Source passage →
Result Amount: 8 Portions (Approximately 16 tacos)

Diet Preferences: Gluten-Free Option, Dairy-Free Option

What You’ll Need to Make This

→ Meat and Base

01 1.36 kg beef chuck roast, cut into large chunks

→ Chilies

02 3 dried guajillo chilies, stems and seeds removed
03 2 dried ancho chilies, stems and seeds removed

→ Vegetables and Aromatics

04 1 onion, quartered
05 4 garlic cloves

→ Liquids

06 411 g canned diced tomatoes
07 480 ml beef broth
08 30 ml apple cider vinegar

→ Spices and Seasoning

09 1 tablespoon dried oregano
10 2 teaspoons ground cumin
11 2 bay leaves
12 1 teaspoon salt
13 0.5 teaspoon black pepper

→ For Frying and Serving

14 Corn tortillas
15 Oil for frying
16 Fresh cilantro, chopped, for garnish
17 Diced onion, for garnish

How to Prepare

Step 01

Soak dried guajillo and ancho chilies in hot water for 15 minutes. Combine drained chilies, onion, garlic, and diced tomatoes in a blender and blend until smooth.

Step 02

Place beef chuck pieces into the slow cooker. Pour the blended chili mixture over the beef. Add beef broth, apple cider vinegar, dried oregano, ground cumin, bay leaves, salt, and black pepper.

Step 03

Cover and cook on low setting for 8 to 10 hours until the beef is very tender.

Step 04

Remove cooked beef from the slow cooker and shred using two forks. Return the shredded meat to the sauce, stirring to coat evenly.

Step 05

Heat oil in a large skillet over medium heat. Dip each corn tortilla in the top fat layer from the slow cooker broth, then fry in the skillet until crispy and golden on both sides.

Step 06

Add shredded beef mixture to each tortilla, fold in half, and fry again until both sides are crisp.

Provided material →
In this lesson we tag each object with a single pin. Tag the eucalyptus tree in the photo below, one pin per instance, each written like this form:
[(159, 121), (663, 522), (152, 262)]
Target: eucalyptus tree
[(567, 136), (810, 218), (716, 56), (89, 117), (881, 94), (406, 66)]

Task requirements →
**a.** List every item that the beef taco recipe places under the heading "Spices and Seasoning," with its stated amount.
**b.** Go on with the slow-cooker beef taco recipe, starting right after its final step.

Responses to the tasks →
**a.**
1 tablespoon dried oregano
2 teaspoons ground cumin
2 bay leaves
1 teaspoon salt
0.5 teaspoon black pepper

**b.**
Step 07

Serve birria tacos hot with a side of reserved broth for dipping, and garnish with chopped cilantro and diced onion as desired.

Extra Tips

  1. For best tenderness, cook the beef on the low setting of the slow cooker.
  2. If guajillo or ancho chilies are unavailable, substitute with dried chipotle or New Mexico chilies for a comparable flavor profile.
  3. Store leftover beef mixture in an airtight container in the refrigerator for up to 5 to 6 days. Assembled tacos are best enjoyed fresh, as they soften over time.

Tools Required

  • Slow cooker
  • Blender
  • Large skillet
  • Tongs
  • Slotted spoon

Allergen Info

Review ingredients carefully for allergens. Reach out to your healthcare provider if you’ve got specific concerns.
  • Contains potential allergens from corn if cross-contaminated with wheat (check tortilla labeling for gluten sensitivity).

Nutritional Information (Per Serving)

Remember, this info is purely for reference and isn’t meant to replace dietary guidance.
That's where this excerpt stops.